* Extrait *
•••
Considérant que c’est contre cette décision ministérielle que la société … a fait introduire en date du 1er juin 2004 un recours inscrit sous le numéro 18141 du rôle et tendant à sa réformation, sinon à son annulation ;

Que parallèlement, le même jour, la même société … a fait introduire une requête inscrite sous le numéro 18140 du rôle et tendant à conférer un effet suspensif au recours au fond prédit ;

Considérant qu’en vertu de l’article 11 (2) de la loi modifiée du 21 juin 1999 portant règlement de procédure devant les juridictions administratives, le sursis à exécution ne peut être décrété qu’à la double condition que, d’une part, l’exécution de la décision critiquée risque de causer au requérant un préjudice grave et définitif et que, d’autre part, des moyens invoqués à l’appui du recours dirigé contre la décision apparaissent comme sérieux ;

Que le sursis est rejeté si l’affaire est en état d’être plaidée et décidée à brève échéance ;

Considérant qu’il est constant que l’affaire n’est pas susceptible d’être toisée dans un avenir très rapproché, compte tenu des délais légaux d’instruction actuellement en cours ;

Considérant que le délégué du Gouvernement fait valoir en premier lieu que « le recours laisse d’être fondé, la requérante n’apportant aucun élément concernant la décision ministérielle critiquée du 17 mai 2004 révoquant son autorisation d’établissement pour l’activité de transporteur de marchandises par route.
•••
* Liste *
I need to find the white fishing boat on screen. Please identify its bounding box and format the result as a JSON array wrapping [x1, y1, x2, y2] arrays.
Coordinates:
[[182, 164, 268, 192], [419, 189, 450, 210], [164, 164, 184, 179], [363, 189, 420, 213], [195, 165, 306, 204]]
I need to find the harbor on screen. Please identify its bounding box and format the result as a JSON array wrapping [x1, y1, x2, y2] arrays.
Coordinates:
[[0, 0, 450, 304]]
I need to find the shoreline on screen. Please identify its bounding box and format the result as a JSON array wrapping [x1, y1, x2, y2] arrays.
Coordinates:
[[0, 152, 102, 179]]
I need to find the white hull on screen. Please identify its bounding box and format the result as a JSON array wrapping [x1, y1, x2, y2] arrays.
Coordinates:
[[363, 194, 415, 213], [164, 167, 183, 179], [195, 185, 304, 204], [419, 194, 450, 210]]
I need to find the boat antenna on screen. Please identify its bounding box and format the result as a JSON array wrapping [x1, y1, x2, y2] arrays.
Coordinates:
•••
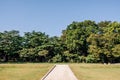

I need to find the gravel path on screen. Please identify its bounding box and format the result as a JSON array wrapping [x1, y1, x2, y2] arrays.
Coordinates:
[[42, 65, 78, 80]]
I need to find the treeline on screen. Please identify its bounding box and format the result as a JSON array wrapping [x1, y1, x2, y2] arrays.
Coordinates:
•••
Recopiez tout ce qui va de « Que le sursis » jusqu'à « marchandises par route. » dans l'extrait, en remplaçant « délégué du Gouvernement » par « commissaire du Gouvernement ». La liste constitue un matériau distinct de l'extrait.

* Réponse *
Que le sursis est rejeté si l’affaire est en état d’être plaidée et décidée à brève échéance ;

Considérant qu’il est constant que l’affaire n’est pas susceptible d’être toisée dans un avenir très rapproché, compte tenu des délais légaux d’instruction actuellement en cours ;

Considérant que le commissaire du Gouvernement fait valoir en premier lieu que « le recours laisse d’être fondé, la requérante n’apportant aucun élément concernant la décision ministérielle critiquée du 17 mai 2004 révoquant son autorisation d’établissement pour l’activité de transporteur de marchandises par route.